| Tarefa atribuída 1 |
No artigo sobre violência sexual contra crianças, reescreva o trecho que começa em "No Brasil, o" e termina em "preparando os profissionais.", trocando "agressores" por "criminosos".
| Tarefa atribuída 2 |
Traduza para o inglês esta frase do artigo sobre violência sexual contra crianças: "Seu corpo foi encontrado uma semana após o crime, desfigurado."
| Tarefa atribuída 3 |
Dê sequência ao artigo sobre violência sexual contra crianças, escrevendo o que vem logo após a última frase apresentada.

| Trecho fornecido |
※

CB
Correio Braziliense
18/05/2021
(crédito: Gomez) Por Neusa Maria Psicóloga — especialista em saúde mental, co-fundadora do projeto Eu me protejo Imagine uma menina de oito anos sendo sequestrada, drogada, espancada e assassinada. Imaginou? Provavelmente não, porque é inimaginável e muito cruel. Infelizmente, Araceli Cabrera Sanches, com essa idade, passou por todo esse sofrimento em 1973. Seu corpo foi encontrado uma semana após o crime, desfigurado. Em sua homenagem, o 18 de maio foi instituído como Dia Nacional de Combate ao Abuso e Exploração Sexual de Crianças e Adolescentes.
No Brasil, o abuso (violência sexual) é silenciado. E, por causa desse silêncio, crimes como o de Araceli ainda hoje continuam impunes. A impunidade garante aos agressores a certeza de que podem continuar violando os direitos das crianças e cometendo todo tipo de agressões físicas e sexuais. É necessário um trabalho de prevenção, ou esses crimes continuarão sendo perpetuados. Não falar é naturalizar. A violência sexual é a segunda maior violência cometida contra crianças no Brasil, só perde para a violência doméstica, sendo que a maioria dos casos ocorre dentro de casa. A família pode ser fator de risco ou proteção, por isso, precisamos lutar para que o tema prevenção seja inserido de forma transversal no currículo da educação básica e até mesmo no do ensino superior, preparando os profissionais.

※

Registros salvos

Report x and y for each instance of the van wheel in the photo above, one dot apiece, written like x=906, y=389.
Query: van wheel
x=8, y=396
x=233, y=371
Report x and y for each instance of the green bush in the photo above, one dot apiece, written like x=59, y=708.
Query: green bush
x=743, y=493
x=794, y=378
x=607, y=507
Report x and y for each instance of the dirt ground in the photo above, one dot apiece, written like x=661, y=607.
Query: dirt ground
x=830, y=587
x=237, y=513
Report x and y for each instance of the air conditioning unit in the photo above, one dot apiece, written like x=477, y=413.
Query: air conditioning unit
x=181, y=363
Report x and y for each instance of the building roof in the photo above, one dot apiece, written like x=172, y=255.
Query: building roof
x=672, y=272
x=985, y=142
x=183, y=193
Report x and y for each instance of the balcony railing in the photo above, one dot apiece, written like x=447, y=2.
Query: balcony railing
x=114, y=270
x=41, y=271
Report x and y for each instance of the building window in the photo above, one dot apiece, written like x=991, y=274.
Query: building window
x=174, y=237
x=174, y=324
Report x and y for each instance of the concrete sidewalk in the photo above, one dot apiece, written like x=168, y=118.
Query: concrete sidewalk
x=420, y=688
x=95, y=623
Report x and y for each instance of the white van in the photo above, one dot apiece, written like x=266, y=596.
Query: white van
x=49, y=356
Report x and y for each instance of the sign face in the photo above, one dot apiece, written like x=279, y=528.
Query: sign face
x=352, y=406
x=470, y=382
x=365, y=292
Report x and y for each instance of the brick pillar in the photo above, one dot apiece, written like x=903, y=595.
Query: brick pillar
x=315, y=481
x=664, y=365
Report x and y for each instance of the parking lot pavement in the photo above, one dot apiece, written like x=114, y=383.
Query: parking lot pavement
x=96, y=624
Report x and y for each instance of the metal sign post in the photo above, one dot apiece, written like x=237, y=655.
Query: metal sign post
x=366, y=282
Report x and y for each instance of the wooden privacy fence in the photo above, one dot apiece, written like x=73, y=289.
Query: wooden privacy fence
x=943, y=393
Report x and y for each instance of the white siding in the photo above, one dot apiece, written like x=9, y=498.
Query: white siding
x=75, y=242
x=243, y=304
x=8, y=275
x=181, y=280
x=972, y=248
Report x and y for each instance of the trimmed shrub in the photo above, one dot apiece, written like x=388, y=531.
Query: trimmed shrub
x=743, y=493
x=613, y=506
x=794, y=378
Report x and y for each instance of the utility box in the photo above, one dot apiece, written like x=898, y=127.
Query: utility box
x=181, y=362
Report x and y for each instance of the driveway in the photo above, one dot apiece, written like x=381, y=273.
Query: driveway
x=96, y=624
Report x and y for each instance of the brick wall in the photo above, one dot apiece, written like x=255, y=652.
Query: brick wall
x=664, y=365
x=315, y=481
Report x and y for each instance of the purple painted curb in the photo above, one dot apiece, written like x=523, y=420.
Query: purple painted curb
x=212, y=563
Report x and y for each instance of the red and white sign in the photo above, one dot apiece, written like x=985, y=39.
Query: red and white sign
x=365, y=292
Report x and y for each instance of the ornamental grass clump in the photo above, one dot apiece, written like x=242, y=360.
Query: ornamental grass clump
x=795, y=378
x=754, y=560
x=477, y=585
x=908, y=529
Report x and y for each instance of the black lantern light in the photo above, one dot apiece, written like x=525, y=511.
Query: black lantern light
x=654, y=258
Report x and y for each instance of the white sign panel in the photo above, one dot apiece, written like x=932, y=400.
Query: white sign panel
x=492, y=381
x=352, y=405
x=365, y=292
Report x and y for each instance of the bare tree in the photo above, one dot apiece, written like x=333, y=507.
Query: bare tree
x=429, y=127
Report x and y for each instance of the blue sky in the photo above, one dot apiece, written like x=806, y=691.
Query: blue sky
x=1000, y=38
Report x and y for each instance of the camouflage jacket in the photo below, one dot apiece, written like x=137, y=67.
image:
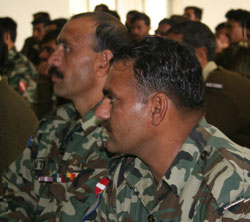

※

| Sua resposta 1 |
No Brasil, o abuso (violência sexual) é silenciado. E, por causa desse silêncio, crimes como o de Araceli ainda hoje continuam impunes. A impunidade garante aos criminosos a certeza de que podem continuar violando os direitos das crianças e cometendo todo tipo de agressões físicas e sexuais. É necessário um trabalho de prevenção, ou esses crimes continuarão sendo perpetuados. Não falar é naturalizar. A violência sexual é a segunda maior violência cometida contra crianças no Brasil, só perde para a violência doméstica, sendo que a maioria dos casos ocorre dentro de casa. A família pode ser fator de risco ou proteção, por isso, precisamos lutar para que o tema prevenção seja inserido de forma transversal no currículo da educação básica e até mesmo no do ensino superior, preparando os profissionais.

| Sua resposta 2 |
Her body was found a week after the crime, disfigured.

| Sua resposta 3 |
Dados de 2018 apontam: 53% das crianças abusadas têm menos de 13 anos, 87% dos agressores são pais, padrastos, tios, ou seja, membros da própria família. Em 18 de maio, várias ações são desenvolvidas para coibir a violência contra crianças e adolescentes, mas a prevenção só é efetiva quando a violência não acontece. Todo dia é dia de combate. Prevenir é salvar vidas. A cor/raça é um marcador social. As crianças negras são as principais vítimas de violência física e violência sexual e sofrem com o acesso desigual à Justiça. A desigualdade social a que essas crianças estão sujeitas é fator que potencializa e agrava o contexto de risco e vulnerabilidade. Ser uma criança com deficiência atípica também é fator de risco. Crianças com deficiência sofrem mais violência. Violências quase nunca denunciadas ou percebidas retroalimentam o ciclo de agressividade.
A pandemia é fator de risco para as crianças, os casos aumentam e as subnotificações, também. Fatores como tensões dos pais, crianças e agressores o dia todo juntos, instituições fechadas, dificuldade de acesso a redes de apoio, brigas dos cônjuges, falta de paciência com a criança, desemprego, não ter a quem pedir ajuda, são situações que as colocam ainda mais em risco. Não tem como pensar em prevenção sem pensar no contexto, como é essa casa onde a criança fica? Como é a realidade dessa criança?
O abusador pode ser um membro da família. A criança sente-se constrangida, culpada, insegura, envergonhada, tem medo do que vai acontecer, de ser castigada, de afetar a família. É ameaçada pelo agressor, pensa que ninguém vai acreditar nela, não tem alguém de confiança para pedir ajuda. Fica exausta, com a sensação de carregar um mundo nas costas, adoece, o corpo reage à tensão e ela se tranca.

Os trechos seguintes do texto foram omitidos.